- **Tasks to perform**:
- A) According to the review of "Unbound," what ability sets Jeneta Aboderin apart from every other Libriomancer?
- B) Retype the stretch of the review of "Unbound" from "Libriomancy is using" through "to a conclusion.".
- C) Extend the review of "Unbound," picking up after its final sentence.

- **Excerpt**:
*** Block opens ***

Libriomancy is using books to create/control magic. This is the concept behind the “Magic Ex Libris” Series by Jim C. Hines. “Unbound” is the third book of this series bringing its story arc to a conclusion.
If you have not read the rest of the series you may want to though it is not necessary to enjoy the book. I was able to quickly pick up the plot and follow the story.
Isaac Vainio is a researcher with a secret organization of Libriomancers headed by Johannes Gutenberg (yes, that Johannes Gutenberg) called the Porters. At the beginning of this book, Isaac has allowed the Students of Bi Sheng, a rival group of Libriomancers from China, to escape. His home town of Copper River in Upper Peninsula Michigan has been attacked by a Ghost Army which has kidnapped, Jeneta Aboderin, a teenager who is the only Libriomancer that has the ability to use eBooks instead of paper to conduct magic. Isaac was supposed to be protecting, training, and studying her. As a result of this failure, and to stop the person controlling the attacking Ghost Army from controlling him, Isaac had his magic cut off by Gutenberg (who is a bit of a jerk).

*** Block closes ***

- **Recorded information**:
*** Block opens ***

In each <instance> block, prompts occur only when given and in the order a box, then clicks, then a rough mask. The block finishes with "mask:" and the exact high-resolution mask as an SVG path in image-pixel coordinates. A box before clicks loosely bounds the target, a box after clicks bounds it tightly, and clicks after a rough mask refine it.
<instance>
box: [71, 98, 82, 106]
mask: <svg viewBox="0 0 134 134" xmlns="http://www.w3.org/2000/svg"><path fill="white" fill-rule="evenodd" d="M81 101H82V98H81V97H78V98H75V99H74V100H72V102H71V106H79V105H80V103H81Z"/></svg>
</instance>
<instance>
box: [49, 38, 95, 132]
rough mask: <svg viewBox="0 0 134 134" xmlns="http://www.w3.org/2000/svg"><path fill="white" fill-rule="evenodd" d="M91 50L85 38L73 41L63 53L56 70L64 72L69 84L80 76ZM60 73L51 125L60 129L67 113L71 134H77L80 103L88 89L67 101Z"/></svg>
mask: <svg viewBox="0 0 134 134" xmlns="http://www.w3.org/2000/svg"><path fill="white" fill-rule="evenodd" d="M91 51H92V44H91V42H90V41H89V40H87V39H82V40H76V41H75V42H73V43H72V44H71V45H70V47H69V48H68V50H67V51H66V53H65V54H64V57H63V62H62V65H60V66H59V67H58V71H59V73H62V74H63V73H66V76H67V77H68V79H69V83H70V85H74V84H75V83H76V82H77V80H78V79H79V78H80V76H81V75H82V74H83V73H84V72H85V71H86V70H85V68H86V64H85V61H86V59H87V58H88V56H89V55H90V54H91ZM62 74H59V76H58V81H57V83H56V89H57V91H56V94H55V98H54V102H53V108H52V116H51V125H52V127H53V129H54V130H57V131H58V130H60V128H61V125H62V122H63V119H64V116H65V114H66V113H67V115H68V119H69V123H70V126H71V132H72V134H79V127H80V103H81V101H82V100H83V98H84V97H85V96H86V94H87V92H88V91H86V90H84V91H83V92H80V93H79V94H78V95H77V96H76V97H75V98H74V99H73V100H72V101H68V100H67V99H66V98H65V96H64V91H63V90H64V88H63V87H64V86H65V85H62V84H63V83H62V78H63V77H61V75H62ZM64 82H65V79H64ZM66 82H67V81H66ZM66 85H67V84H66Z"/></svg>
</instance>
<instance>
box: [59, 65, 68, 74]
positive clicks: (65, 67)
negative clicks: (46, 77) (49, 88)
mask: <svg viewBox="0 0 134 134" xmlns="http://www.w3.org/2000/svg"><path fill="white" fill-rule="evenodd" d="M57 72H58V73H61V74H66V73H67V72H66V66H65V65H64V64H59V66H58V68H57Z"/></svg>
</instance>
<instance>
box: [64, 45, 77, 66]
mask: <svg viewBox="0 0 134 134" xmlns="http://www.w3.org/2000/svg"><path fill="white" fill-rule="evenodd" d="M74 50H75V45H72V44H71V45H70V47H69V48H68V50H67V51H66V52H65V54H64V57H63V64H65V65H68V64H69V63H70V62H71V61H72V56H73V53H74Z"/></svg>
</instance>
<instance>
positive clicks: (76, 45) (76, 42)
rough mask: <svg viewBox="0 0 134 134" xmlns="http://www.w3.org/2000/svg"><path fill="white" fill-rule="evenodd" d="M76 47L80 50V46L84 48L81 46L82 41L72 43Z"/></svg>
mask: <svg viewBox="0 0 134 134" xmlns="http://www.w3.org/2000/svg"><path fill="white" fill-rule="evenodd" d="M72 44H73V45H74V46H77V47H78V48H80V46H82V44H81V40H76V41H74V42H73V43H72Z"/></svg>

*** Block closes ***

- **Task-by-task outputs**:
- A) She is the only Libriomancer who can use eBooks instead of paper to conduct magic.

- B)
Libriomancy is using books to create/control magic. This is the concept behind the “Magic Ex Libris” Series by Jim C. Hines. “Unbound” is the third book of this series bringing its story arc to a conclusion.

- C)
This was a fun read. I found the characters to be believable and interesting. The concept of Libriomancy was well thought out with the implications thought through. I understood why things were happening and why people were reacting the way they were. I especially liked the snippets at the end of chapters showing how the world was reacting to the sudden emerging idea of magic. The news article talking about the positions the NRA and ACLU were taking on the issue (they’re on the same side though for different reasons) was pretty cool. Using AD&D books and “The Guinness Book of World Records” to cast magic. Even cooler.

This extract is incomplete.